=== Records for the exercise ===
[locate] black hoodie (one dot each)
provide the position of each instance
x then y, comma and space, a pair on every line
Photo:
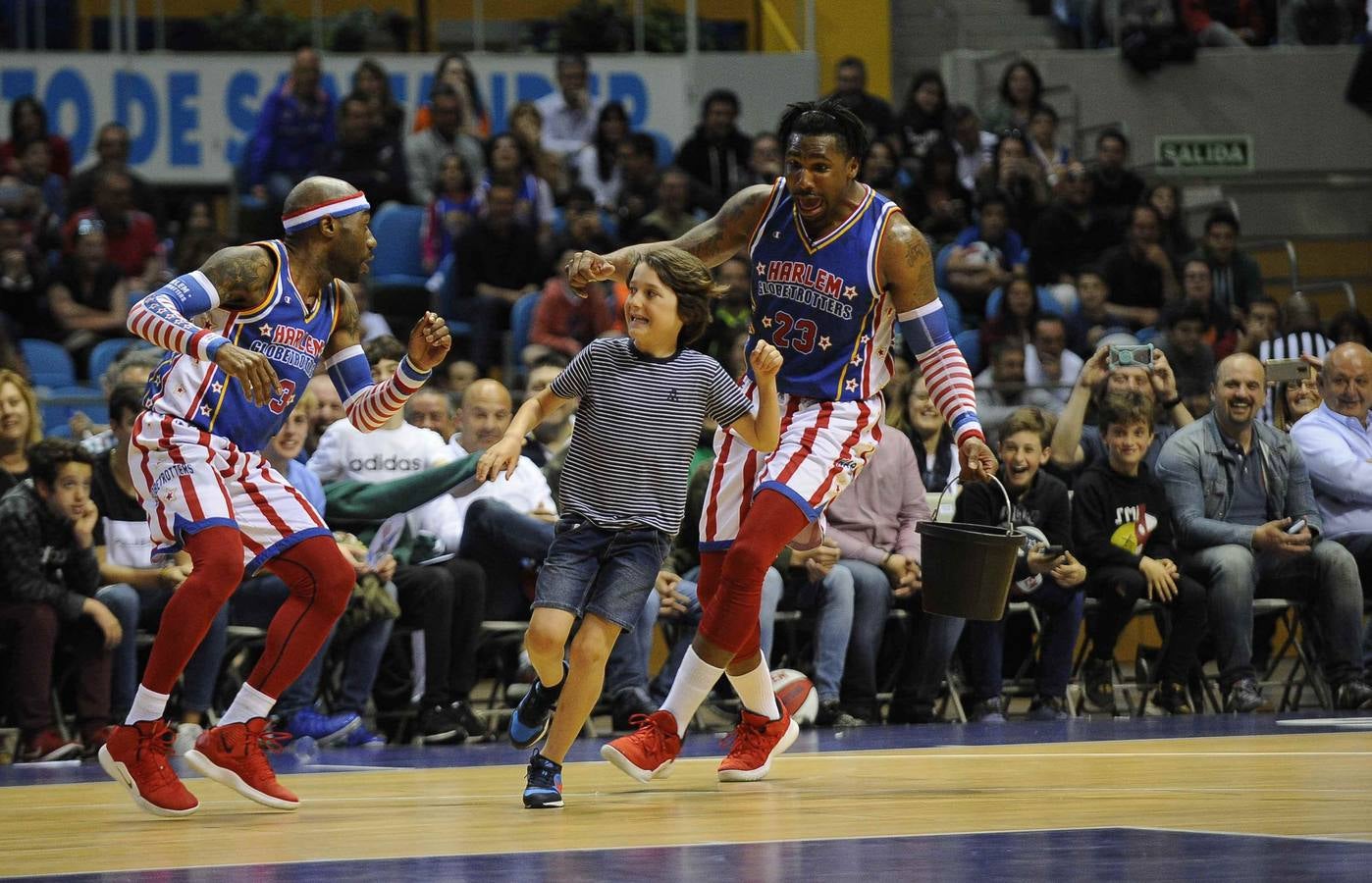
1116, 518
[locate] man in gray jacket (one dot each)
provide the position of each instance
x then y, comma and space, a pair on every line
1237, 487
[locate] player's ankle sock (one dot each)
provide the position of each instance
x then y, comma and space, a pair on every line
247, 705
756, 693
147, 705
695, 679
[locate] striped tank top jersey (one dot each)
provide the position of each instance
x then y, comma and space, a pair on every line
282, 330
818, 300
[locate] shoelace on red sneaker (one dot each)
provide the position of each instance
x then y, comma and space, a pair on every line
747, 738
152, 751
257, 749
648, 730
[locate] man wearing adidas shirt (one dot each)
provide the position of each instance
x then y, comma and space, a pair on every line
505, 521
447, 600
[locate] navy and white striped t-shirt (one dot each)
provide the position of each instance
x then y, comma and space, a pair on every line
637, 428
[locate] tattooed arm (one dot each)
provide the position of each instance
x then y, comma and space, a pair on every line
241, 275
234, 279
904, 265
713, 241
366, 403
907, 273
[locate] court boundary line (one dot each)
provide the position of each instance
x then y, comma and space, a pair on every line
782, 841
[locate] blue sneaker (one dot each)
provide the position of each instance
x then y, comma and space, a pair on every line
544, 786
364, 738
324, 728
530, 721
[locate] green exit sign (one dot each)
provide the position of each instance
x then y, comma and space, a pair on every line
1203, 154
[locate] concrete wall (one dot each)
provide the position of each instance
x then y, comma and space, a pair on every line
765, 83
1290, 100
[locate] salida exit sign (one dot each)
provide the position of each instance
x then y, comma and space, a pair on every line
1203, 154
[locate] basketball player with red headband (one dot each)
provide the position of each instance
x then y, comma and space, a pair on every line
273, 311
836, 266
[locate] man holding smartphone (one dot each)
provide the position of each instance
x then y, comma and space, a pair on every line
1240, 493
1337, 443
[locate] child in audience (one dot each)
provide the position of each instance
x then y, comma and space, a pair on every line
620, 500
1121, 530
1048, 579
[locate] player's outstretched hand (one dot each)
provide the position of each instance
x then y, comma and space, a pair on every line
430, 341
765, 359
501, 457
586, 268
978, 464
252, 371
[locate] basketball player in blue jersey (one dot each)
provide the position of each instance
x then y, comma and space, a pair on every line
834, 268
276, 311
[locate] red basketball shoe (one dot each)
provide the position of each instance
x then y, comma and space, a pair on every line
651, 751
137, 755
756, 742
232, 755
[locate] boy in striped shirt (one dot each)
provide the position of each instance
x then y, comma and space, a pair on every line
621, 499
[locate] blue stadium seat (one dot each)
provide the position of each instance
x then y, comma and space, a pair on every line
1047, 303
399, 258
107, 352
50, 365
59, 403
952, 310
521, 320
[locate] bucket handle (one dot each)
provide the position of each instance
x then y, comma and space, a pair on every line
1010, 510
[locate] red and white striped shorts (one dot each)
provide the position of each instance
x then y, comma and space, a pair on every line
823, 445
189, 479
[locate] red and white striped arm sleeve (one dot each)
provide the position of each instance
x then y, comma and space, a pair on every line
944, 368
371, 406
162, 317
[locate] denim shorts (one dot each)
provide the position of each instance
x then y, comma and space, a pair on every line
602, 571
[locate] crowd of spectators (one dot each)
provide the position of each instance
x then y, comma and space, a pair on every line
1048, 262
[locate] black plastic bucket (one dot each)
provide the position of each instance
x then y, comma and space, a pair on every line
966, 568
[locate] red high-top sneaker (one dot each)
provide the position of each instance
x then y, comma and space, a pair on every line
137, 755
232, 755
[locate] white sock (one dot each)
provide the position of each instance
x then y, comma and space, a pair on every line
247, 705
756, 693
695, 679
147, 705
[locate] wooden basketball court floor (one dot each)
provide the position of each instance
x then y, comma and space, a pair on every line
1213, 799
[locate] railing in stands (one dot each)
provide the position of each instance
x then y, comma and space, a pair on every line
1265, 244
1333, 286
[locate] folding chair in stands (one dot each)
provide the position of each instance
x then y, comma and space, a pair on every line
1301, 631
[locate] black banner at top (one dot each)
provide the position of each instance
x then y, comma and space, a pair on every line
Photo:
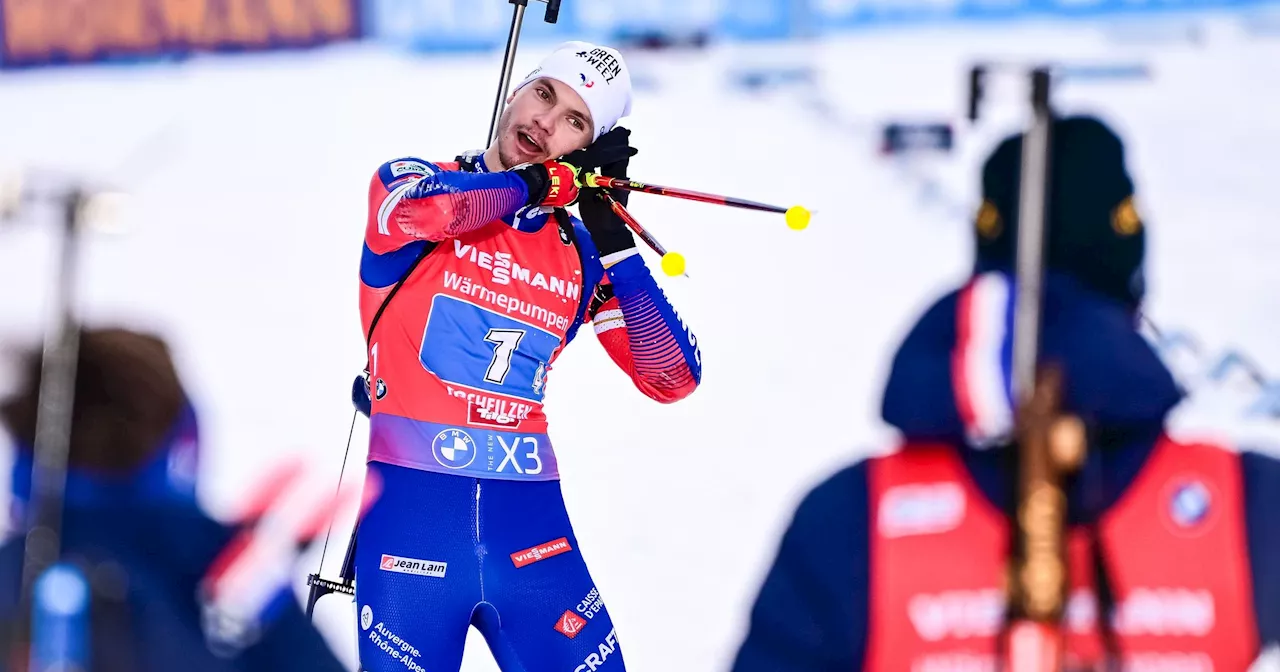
37, 32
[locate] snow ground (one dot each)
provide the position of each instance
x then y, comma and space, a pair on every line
248, 176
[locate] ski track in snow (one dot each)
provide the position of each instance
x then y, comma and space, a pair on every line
250, 176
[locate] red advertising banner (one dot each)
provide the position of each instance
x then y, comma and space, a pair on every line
37, 32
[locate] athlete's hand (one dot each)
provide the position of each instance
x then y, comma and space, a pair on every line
551, 184
611, 154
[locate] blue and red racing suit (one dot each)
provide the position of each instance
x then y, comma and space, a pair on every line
471, 528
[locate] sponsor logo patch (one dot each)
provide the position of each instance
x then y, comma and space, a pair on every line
540, 552
420, 567
570, 625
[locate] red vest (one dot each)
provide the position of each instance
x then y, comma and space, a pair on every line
1175, 548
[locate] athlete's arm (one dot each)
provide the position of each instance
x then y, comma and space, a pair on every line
643, 333
810, 615
1261, 504
412, 200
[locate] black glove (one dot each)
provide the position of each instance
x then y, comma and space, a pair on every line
609, 156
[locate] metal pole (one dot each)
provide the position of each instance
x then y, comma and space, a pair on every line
54, 419
508, 62
1031, 238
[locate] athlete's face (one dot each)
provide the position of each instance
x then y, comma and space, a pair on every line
543, 120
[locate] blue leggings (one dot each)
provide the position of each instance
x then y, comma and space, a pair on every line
438, 553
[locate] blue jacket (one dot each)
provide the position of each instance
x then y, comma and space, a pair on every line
812, 612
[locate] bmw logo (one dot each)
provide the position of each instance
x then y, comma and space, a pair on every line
1189, 504
453, 448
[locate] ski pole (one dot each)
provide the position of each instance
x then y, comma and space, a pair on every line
672, 263
796, 215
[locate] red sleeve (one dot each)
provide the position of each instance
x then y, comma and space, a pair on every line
648, 351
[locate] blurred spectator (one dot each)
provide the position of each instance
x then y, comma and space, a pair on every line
133, 525
899, 562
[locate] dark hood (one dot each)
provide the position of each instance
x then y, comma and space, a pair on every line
950, 376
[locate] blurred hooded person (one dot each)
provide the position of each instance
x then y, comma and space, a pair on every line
132, 524
897, 562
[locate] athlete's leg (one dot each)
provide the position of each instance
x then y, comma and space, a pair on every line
547, 613
416, 571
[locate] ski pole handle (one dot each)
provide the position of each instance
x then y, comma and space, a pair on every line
672, 263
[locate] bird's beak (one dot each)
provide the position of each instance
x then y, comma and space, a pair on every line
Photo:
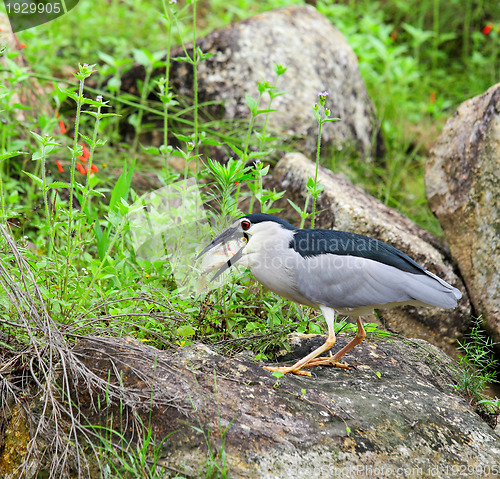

=== Do this ===
Leaving all pictures aside, quote each record exactly.

=== Task response ===
[locate] black hoodie (one dot each)
provide the position of each instance
x then y, comma and space, a pair on every line
Photo:
1116, 518
[locate] man in gray jacket (one dot each)
provide the position of each instance
x then y, comma and space, a pair on every line
1237, 487
[locate] player's ankle sock (one dot each)
provide the position of each instance
x then y, comma and space, a pair on every line
247, 705
756, 693
147, 705
695, 679
[locate] striped tank top jersey (one dot each)
provide the position of each instance
x then y, comma and space, a pair on every line
282, 330
818, 300
[locate] shoelace on red sneaker (one dot each)
provide the position of each instance
x then y, comma and space, a pair on every line
747, 738
152, 751
257, 749
648, 730
[locate] man wearing adidas shirt (one dot each)
provide the position of each instance
x then y, comma and space, a pair on every line
505, 521
447, 600
[locate] navy and white striped t-shirt (one dot each)
provide the position of each instance
x then y, comma and space, a pair on every line
637, 428
[locate] tattooed arm (one dot each)
provide the position of each instance
x then y, comma and space, a pair on every line
241, 275
234, 279
904, 265
713, 241
366, 403
907, 273
[locate] court boundary line (one dot each)
provide the position of each instance
x then y, comma and space, a pair on every line
782, 841
[locate] blue sneaker (one dot each)
provide the position of each instance
x then y, comma and space, a pair on every line
544, 786
364, 738
324, 728
530, 721
[locate] green exit sign (one dot each)
provide the position of each instance
x then y, comma and space, a pair on every line
1203, 154
[locate] concrete wall (one dot each)
provide the position of each instance
x then y, comma and space, a pair on every line
765, 83
1290, 100
[locate] salida exit sign (one dot each)
provide the position of each instance
x then y, comma and space, a pair on every line
1203, 154
[locate] basketball player with red headband (one dot each)
provide the position of each instance
x then y, comma and space, a pair on every line
273, 311
836, 266
[locate] man holding smartphone (one dot each)
provide the position of each instance
x then y, comma and space, a pair on every line
1240, 493
1337, 443
[locate] child in audience (one dot each)
provide the position of each instance
x then y, comma and space, a pair on every line
620, 500
1121, 530
1048, 579
[locate] player's outstretched hand (one dot each)
provide the position of each instance
x then y, comma and space, a pair on every line
430, 341
765, 359
501, 457
586, 268
978, 464
252, 371
[locate] basketball player in blue jersey (one dot each)
provide the position of each instance
x then y, comma and space, a pair on every line
834, 268
276, 311
[locate] red basketball shoe (one dot each)
provide the position of each instance
x then y, comma and space, a pair on every line
651, 751
137, 755
756, 742
232, 755
[locate] boy in striped shirt (one dot each)
provide the position of each instance
x then y, comma and space, a pair on every line
621, 499
[locate] blue stadium seat (one dot each)
provide the position of each instance
x then y, comma and space, a pair on every line
1047, 303
399, 258
107, 352
50, 365
59, 403
952, 310
521, 320
[locate] bucket handle (one dot each)
provide the position of each instance
x then y, comma and space, a pair on every line
1010, 510
[locate] red and white striped shorts (one dot each)
provide the position of each instance
x then y, comma and space, a pair on every line
823, 445
189, 479
[locate] red and white striped arm sleeve (one dot each)
provide the position of each instance
x then y, comma and space, a pair on every line
944, 368
371, 406
162, 317
[locate] denim shorts (one dot each)
provide the position of each instance
x then y, comma and space, a pair on every line
602, 571
[locate] crowd of spectators (one dot each)
provide the position of each instance
x then y, comma and space, a pair on every line
1048, 262
[locate] black plastic bucket (one dot each)
provide the position of each instance
x then y, comma and space, a pair on every line
966, 568
[locate] red high-top sneaker (one dot each)
provide the position of each instance
x then y, comma and space, a pair on every line
137, 755
232, 755
[locate] white sock (one dot each)
provide the position of each instance
x then y, comma and space, a pair on every line
247, 705
756, 693
695, 679
147, 705
[locate] wooden basketball court floor (one dot each)
provide the position of each instance
x then y, comma and space, a pair on every line
1213, 799
[locate] railing in stands (one dot each)
provide the position of each instance
x then y, comma and space, a pair on every line
1265, 244
1333, 286
[locate] folding chair in stands (one dot each)
provide the position of each instance
x then y, comma and space, a pair on every line
1301, 631
[locate] black banner at top (one dot each)
provide the position of each instance
x then y, comma and space, a pair on every line
Photo:
37, 32
[locate] snow ground (one dot each)
provide the position of each instance
x then y, comma and space, a pair on every line
248, 176
[locate] ski track in snow (one dot each)
provide the position of each instance
x then y, comma and space, a pair on every line
250, 176
[locate] red advertising banner (one dot each)
provide the position of each instance
x then y, comma and space, a pair on every line
37, 32
[locate] athlete's hand (one dot each)
provide the position of each instance
x then y, comma and space, a pair on every line
551, 184
611, 154
[locate] blue and red racing suit (one dot each)
provide the position of each instance
x then y, comma and space, a pair on every line
471, 528
[locate] sponsor logo patch (one dot each)
provide the position of each instance
x then y, comma and space, a pair on every line
540, 552
420, 567
570, 625
[locate] red vest (one dot each)
provide the position of each instance
x then y, comma and space, a pair on every line
1175, 548
[locate] athlete's arm (one dot each)
provide the position of each instance
x then y, comma and space, a pair on every line
643, 333
810, 615
1261, 504
412, 200
[locate] black glove (one dot each)
provide the position of each instance
x then y, comma and space, a pair on every line
609, 156
[locate] metal pole (one dot each)
provide the position of each instance
x then y, comma and space, a pair on every line
54, 419
508, 62
1031, 238
[locate] athlete's face (one dot each)
provide the position of each instance
x then y, comma and space, a pair on every line
543, 120
[locate] blue leggings (one dot each)
provide the position of each instance
x then y, comma and space, a pair on every line
438, 553
[locate] blue jacket (one dot each)
provide the position of each instance
x then y, comma and space, a pair on every line
812, 612
[locate] bmw logo (one dot each)
provide the position of each instance
x then y, comma and space, a pair on every line
1189, 504
453, 448
[locate] ski pole (one dot each)
provide the position of each instance
x then y, comma and space, a pair on every line
672, 263
796, 215
[locate] red sleeve (one dot each)
provide the position of each instance
x then y, comma and space, a pair on every line
648, 351
[locate] blurred spectator (one dot each)
provide the position of each instance
x then y, comma and space, a pair on every line
133, 525
899, 562
[locate] dark hood (one dot each)
provide the position of each instance
x then y, comma and space, a pair on every line
950, 376
[locate] blurred hooded person (one dot each)
provide the position of each instance
x then y, comma and space, a pair on every line
132, 524
897, 562
[locate] athlete's leg (one dot each)
provide the position of each instance
x then y, comma and space, a pair on every line
547, 613
416, 571
[locate] ski pole handle (one dot each)
provide the position of each instance
x then y, comma and space, a pair on every line
672, 263
[locate] bird's beak (one dot each)
provide the position of each instance
x then y, comma and space, a pair on every line
Photo:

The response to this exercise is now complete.